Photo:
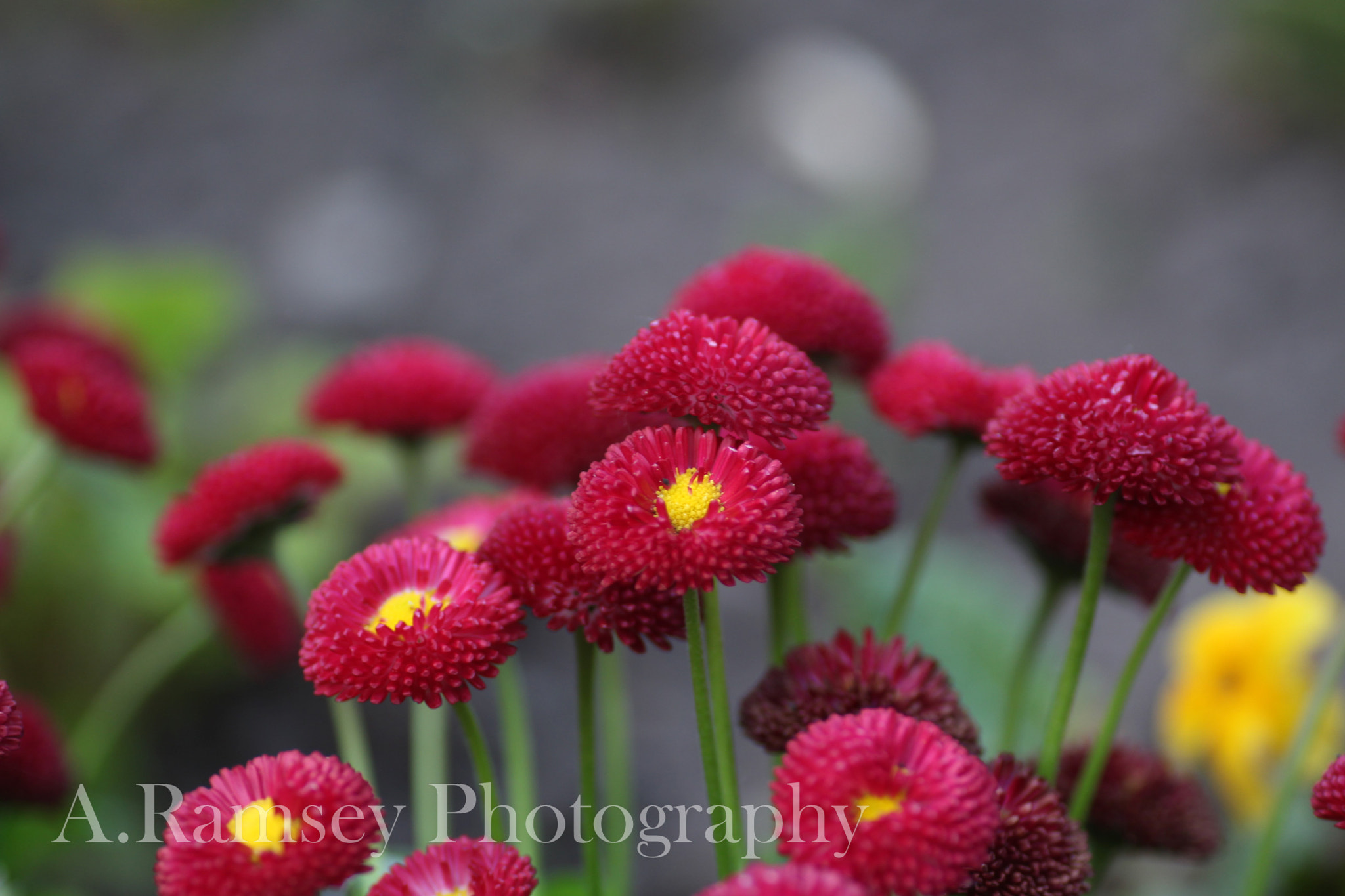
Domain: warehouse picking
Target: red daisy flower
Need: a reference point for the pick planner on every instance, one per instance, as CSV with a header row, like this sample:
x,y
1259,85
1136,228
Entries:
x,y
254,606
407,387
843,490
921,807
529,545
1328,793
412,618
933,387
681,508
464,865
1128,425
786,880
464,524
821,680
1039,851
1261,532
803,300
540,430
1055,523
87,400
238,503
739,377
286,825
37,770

┄┄┄┄┄┄┄┄┄┄

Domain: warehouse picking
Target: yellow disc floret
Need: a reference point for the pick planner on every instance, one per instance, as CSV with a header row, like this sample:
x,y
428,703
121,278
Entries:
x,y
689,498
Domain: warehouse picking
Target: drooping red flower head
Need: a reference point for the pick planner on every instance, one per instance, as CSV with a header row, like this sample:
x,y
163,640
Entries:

┄┄┄┄┄┄┄┄┄┄

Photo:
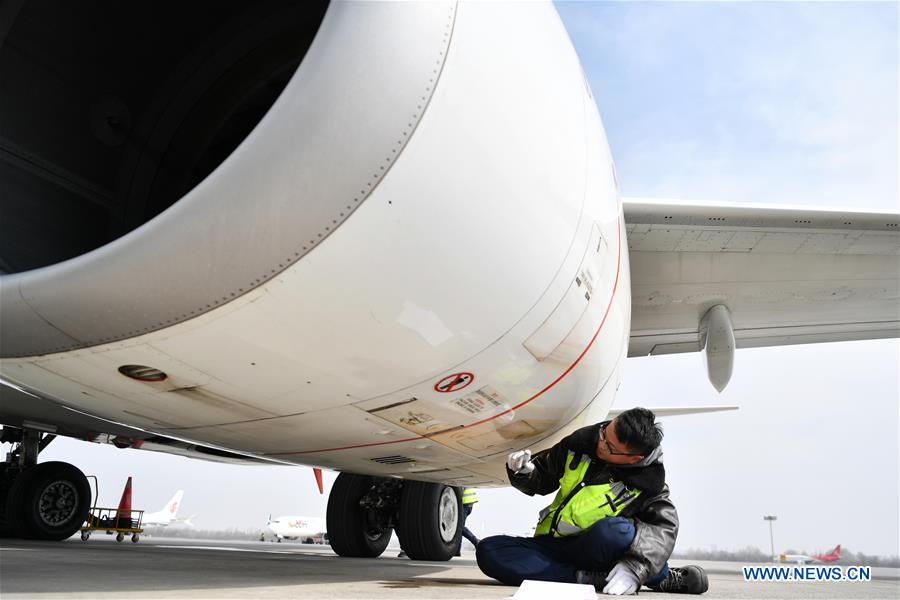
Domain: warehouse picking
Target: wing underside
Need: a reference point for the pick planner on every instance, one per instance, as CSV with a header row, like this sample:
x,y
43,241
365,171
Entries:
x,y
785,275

┄┄┄┄┄┄┄┄┄┄

Task directions: Which lines above contain the word "flower"? Return each such line in full.

Task result:
Target: red daisy flower
Target: drooping red flower head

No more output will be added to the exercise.